Electric Yerevan Journalists: Trial, Application to European Court, and Legal Omission

Court proceedings

The trial of four police officers — Tachat Noratunkyan, Artur Ayvazyan, Kostan Budaghyan, and Davit Perikhanyan — accused of obstructing journalists’ professional activities by abusing their official position is set for September 24 at the Court of General Jurisdiction of Kentron and Nork-Marash Administrative Districts of Yerevan. One of the officers (Perikhanyan) is also accused of willful destruction of property. The men were asked to sign guarantees that they would appear in court.

The incidents in question occurred on the night of June 23, 2015, in Yerevan, during police operations to disperse the ongoing demonstrations against electricity price hikes (a.k.a. “Electric Yerevan”).

During the disputed incident, David Perikhanyan  was the head of the missile and artillery armament service of the Armenian police forces’ N military unit, Lieutenant Colonel Kostan Budaghyan was the senior inspector of the patrol service of the Armenian police’s Yerevan division, and Captain Tachat Noratunkyan and Artur Ayvazyan were new recruits. The investigator for special cases of the Armenian Special Investigation Service (SIS), upon the prosecutor’s approval, decided to temporarily suspend these officers from their jobs.

▶ _Written request 1_: Condense the paragraph of the Electric Yerevan article that begins "The trial of four police officers" into a bulleted list that keeps its main facts.

▶ _Data_:
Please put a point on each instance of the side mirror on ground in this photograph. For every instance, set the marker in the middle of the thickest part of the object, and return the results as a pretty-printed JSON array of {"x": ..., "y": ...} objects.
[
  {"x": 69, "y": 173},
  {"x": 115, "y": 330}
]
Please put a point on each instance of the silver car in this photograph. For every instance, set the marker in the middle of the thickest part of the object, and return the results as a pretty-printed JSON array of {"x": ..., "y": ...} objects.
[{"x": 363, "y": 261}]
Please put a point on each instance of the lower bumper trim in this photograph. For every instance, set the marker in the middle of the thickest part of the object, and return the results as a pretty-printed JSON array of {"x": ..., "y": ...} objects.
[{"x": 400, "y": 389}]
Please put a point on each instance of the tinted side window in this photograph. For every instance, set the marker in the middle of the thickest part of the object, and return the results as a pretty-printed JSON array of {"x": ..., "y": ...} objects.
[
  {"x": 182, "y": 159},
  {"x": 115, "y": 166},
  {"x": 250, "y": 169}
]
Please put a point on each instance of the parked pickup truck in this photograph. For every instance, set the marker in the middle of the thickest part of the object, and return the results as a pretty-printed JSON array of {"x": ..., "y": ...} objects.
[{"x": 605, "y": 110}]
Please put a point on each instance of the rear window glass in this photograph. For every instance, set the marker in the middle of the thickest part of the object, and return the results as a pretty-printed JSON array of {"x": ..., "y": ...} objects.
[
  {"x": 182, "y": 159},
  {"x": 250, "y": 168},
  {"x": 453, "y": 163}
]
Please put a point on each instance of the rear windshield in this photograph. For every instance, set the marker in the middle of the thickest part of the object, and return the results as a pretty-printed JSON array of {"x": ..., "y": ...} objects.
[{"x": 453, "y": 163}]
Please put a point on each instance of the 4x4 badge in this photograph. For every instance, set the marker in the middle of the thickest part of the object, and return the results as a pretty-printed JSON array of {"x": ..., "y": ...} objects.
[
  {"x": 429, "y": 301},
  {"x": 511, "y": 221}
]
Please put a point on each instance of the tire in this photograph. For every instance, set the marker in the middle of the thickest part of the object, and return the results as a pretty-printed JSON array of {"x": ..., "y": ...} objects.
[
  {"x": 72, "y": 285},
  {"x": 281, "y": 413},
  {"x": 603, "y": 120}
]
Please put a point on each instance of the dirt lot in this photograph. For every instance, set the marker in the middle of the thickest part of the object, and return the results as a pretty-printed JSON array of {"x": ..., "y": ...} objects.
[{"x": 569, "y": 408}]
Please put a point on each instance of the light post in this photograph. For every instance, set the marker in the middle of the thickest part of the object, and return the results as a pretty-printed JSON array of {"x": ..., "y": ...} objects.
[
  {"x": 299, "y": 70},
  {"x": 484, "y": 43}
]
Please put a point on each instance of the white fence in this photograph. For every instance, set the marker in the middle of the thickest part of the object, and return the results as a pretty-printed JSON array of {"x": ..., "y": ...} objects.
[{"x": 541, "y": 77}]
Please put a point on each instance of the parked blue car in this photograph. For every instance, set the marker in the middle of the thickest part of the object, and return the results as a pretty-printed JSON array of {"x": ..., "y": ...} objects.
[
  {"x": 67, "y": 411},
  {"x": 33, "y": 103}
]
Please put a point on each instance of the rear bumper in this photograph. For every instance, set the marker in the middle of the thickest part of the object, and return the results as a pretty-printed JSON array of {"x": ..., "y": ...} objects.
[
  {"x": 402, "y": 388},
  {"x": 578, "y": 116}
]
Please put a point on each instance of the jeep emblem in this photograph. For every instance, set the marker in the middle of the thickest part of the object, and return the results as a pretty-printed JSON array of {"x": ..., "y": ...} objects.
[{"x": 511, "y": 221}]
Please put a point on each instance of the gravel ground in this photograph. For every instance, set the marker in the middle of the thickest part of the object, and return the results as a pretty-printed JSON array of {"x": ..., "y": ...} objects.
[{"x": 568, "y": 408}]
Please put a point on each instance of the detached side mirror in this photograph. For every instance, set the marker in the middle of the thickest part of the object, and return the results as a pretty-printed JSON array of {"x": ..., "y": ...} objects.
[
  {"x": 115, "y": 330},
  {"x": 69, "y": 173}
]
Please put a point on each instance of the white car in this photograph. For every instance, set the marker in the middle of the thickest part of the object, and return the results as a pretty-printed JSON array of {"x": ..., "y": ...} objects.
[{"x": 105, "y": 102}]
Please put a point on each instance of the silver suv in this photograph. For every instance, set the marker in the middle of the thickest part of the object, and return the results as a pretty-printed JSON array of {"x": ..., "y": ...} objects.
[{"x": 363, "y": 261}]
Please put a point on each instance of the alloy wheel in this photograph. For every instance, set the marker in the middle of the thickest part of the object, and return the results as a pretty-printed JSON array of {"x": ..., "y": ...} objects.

▶ _Written request 2_: Pull out every line of the records that contains the word "mirror".

▶ _Output 1_:
- Four police officers, Tachat Noratunkyan, Artur Ayvazyan, Kostan Budaghyan and Davit Perikhanyan, are accused of obstructing journalists' professional activities by abusing their official position.
- Perikhanyan is also accused of willful destruction of property.
- The trial is set for September 24 at the Court of General Jurisdiction of Kentron and Nork-Marash Administrative Districts of Yerevan.
- The men were asked to sign guarantees that they would appear in court.

▶ _Output 2_:
Please put a point on each instance of the side mirror on ground in this photograph. For every instance, set the marker in the middle of the thickest part of the object, and return the results as a pretty-printed JSON array of {"x": ..., "y": ...} objects.
Please put a point on each instance of the detached side mirror in this photograph. For every instance, set the marker in the middle of the thickest part of the object, and return the results as a pretty-printed JSON array of {"x": ..., "y": ...} objects.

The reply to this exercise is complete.